1.engine.Run(port string)
这个就是gin框架的启动语句,看看就好了,下面我们解析一下那个engine.Handler()
listenandserve 用于启动http包进行监听,获取链接conn
// ListenAndServe listens on the TCP network address addr and then calls
// Serve with handler to handle requests on incoming connections.
// Accepted connections are configured to enable TCP keep-alives.
//
// The handler is typically nil, in which case the DefaultServeMux is used.
//
// ListenAndServe always returns a non-nil error.
func ListenAndServe(addr string, handler Handler) error {
server := &Server{Addr: addr, Handler: handler}
return server.ListenAndServe()
}
// Run attaches the router to a http.Server and starts listening and serving HTTP requests.
// It is a shortcut for http.ListenAndServe(addr, router)
// Note: this method will block the calling goroutine indefinitely unless an error happens.
func (engine *Engine) Run(addr ...string) (err error) {
defer func() { debugPrintError(err) }()
if engine.isUnsafeTrustedProxies() {
debugPrint("[WARNING] You trusted all proxies, this is NOT safe. We recommend you to set a value.\n" +
"Please check https://pkg.go.dev/github.com/gin-gonic/gin#readme-don-t-trust-all-proxies for details.")

·····

# 任务简介:
把节选文本从“listenandserve 用于启动http包进行监听,获取链接conn”起直到“return server.ListenAndServe()”为止（含这两处）的部分再写一遍，并将其中的“TCP”换成“UDP”。

·····

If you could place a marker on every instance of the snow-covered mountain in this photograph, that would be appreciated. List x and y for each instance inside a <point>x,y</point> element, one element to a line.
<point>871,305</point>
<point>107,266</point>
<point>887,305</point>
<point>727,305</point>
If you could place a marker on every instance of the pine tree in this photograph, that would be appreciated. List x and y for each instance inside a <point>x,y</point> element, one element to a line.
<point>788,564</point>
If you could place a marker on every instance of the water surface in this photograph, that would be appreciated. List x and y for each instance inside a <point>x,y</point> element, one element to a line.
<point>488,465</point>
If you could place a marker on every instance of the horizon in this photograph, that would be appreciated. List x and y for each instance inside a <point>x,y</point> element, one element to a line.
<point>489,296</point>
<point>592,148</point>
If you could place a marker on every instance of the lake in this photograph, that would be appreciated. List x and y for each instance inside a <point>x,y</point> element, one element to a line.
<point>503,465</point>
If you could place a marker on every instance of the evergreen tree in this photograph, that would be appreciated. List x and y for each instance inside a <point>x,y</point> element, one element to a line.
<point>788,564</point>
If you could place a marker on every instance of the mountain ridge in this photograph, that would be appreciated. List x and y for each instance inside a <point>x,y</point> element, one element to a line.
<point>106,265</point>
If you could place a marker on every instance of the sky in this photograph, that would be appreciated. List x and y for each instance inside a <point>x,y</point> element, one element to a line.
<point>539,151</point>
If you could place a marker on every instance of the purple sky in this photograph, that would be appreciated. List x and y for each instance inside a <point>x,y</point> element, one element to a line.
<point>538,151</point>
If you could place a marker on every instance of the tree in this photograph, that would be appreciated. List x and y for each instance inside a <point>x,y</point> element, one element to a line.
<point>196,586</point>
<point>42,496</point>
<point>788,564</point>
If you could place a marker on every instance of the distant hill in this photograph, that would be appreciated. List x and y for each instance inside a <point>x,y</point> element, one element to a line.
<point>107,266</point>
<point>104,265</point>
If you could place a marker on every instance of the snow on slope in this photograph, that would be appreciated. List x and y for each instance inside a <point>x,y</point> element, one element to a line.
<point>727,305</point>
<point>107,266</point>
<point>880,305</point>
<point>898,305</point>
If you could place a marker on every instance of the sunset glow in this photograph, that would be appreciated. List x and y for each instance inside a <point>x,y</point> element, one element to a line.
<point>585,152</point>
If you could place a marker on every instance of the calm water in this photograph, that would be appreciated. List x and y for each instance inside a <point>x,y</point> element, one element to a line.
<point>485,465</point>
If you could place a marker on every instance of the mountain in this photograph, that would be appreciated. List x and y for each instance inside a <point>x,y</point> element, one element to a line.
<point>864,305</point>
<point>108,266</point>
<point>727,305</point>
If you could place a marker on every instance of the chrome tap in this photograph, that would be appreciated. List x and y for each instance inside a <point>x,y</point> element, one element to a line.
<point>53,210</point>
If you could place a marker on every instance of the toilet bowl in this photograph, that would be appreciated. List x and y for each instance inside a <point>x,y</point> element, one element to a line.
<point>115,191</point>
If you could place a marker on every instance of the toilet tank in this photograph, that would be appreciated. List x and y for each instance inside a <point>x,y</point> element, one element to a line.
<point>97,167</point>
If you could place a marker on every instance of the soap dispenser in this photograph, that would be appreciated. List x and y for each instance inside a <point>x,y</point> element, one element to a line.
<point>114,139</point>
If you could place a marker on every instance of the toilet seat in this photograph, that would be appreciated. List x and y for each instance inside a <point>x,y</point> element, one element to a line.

·····

# 本题解答:
listenandserve 用于启动http包进行监听,获取链接conn
// ListenAndServe listens on the UDP network address addr and then calls
// Serve with handler to handle requests on incoming connections.
// Accepted connections are configured to enable UDP keep-alives.
//
// The handler is typically nil, in which case the DefaultServeMux is used.
//
// ListenAndServe always returns a non-nil error.
func ListenAndServe(addr string, handler Handler) error {
server := &Server{Addr: addr, Handler: handler}
return server.ListenAndServe()